Task objective:
Output the lines below from the one containing "Q: For every instance of the snow-covered" through the end of the listing, inclusive, exactly as they appear, and nothing further.

The input:

┌──

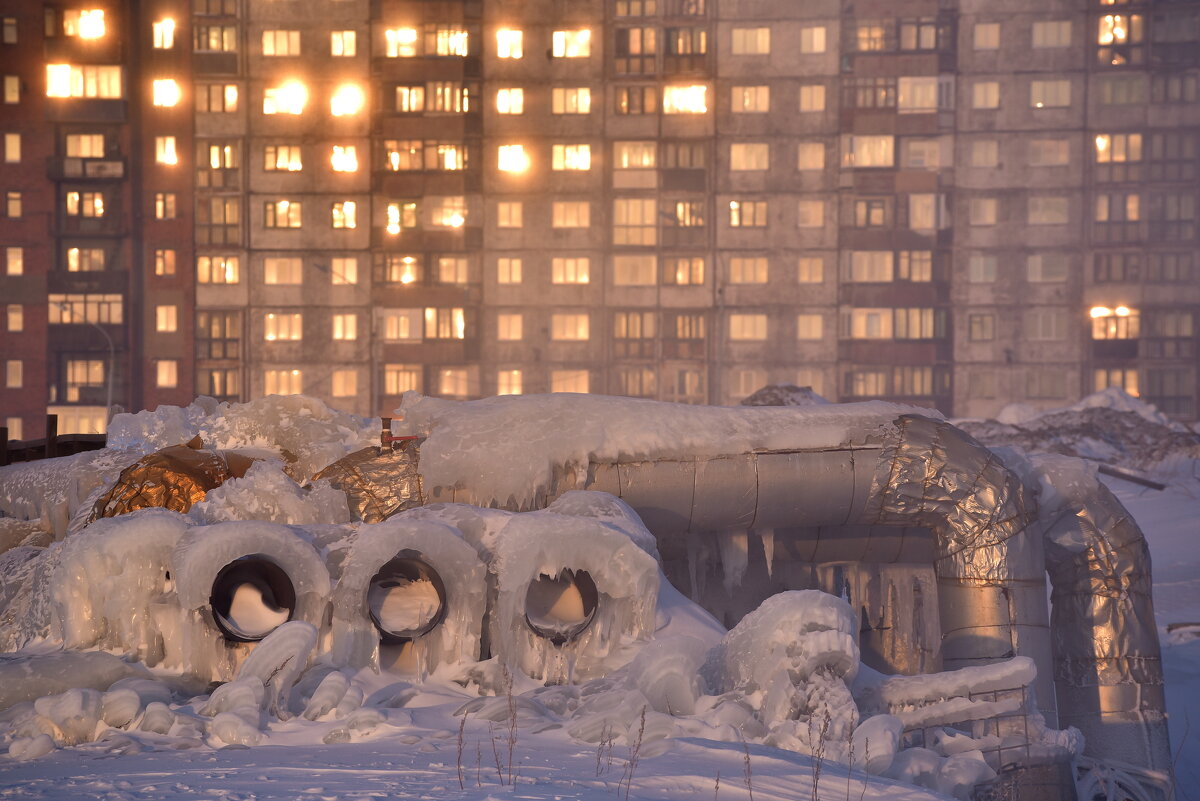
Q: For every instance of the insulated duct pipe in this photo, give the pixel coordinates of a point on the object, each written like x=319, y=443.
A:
x=989, y=555
x=1108, y=660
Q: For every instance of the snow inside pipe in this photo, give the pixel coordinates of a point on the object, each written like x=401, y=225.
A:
x=406, y=598
x=561, y=607
x=251, y=597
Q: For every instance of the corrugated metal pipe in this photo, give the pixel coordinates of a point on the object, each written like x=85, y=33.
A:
x=989, y=556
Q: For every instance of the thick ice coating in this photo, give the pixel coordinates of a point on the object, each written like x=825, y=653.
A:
x=402, y=601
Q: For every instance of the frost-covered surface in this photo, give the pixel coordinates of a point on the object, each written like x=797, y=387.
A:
x=533, y=437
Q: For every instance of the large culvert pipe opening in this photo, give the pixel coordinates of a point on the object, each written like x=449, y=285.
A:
x=561, y=607
x=251, y=597
x=406, y=598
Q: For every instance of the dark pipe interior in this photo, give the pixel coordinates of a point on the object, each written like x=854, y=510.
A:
x=265, y=594
x=561, y=607
x=403, y=571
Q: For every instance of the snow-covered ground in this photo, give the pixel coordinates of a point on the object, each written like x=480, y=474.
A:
x=364, y=734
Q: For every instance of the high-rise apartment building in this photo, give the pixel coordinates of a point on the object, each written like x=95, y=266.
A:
x=951, y=203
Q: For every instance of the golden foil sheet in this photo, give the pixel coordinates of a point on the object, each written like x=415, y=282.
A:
x=378, y=482
x=174, y=477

└──

Output of the task:
Q: For every instance of the snow-covered ground in this photo, give the pixel coordinates of a point on the object, each written like x=480, y=474.
A:
x=364, y=734
Q: For every instance of the high-rise apartment building in this photo, give the pixel coordinates of a point on the object, each written like x=95, y=266.
A:
x=951, y=203
Q: For every instance of the golden foil sheet in this photo, give the pixel coordinates of a point on the object, each written like x=415, y=282.
A:
x=378, y=482
x=174, y=477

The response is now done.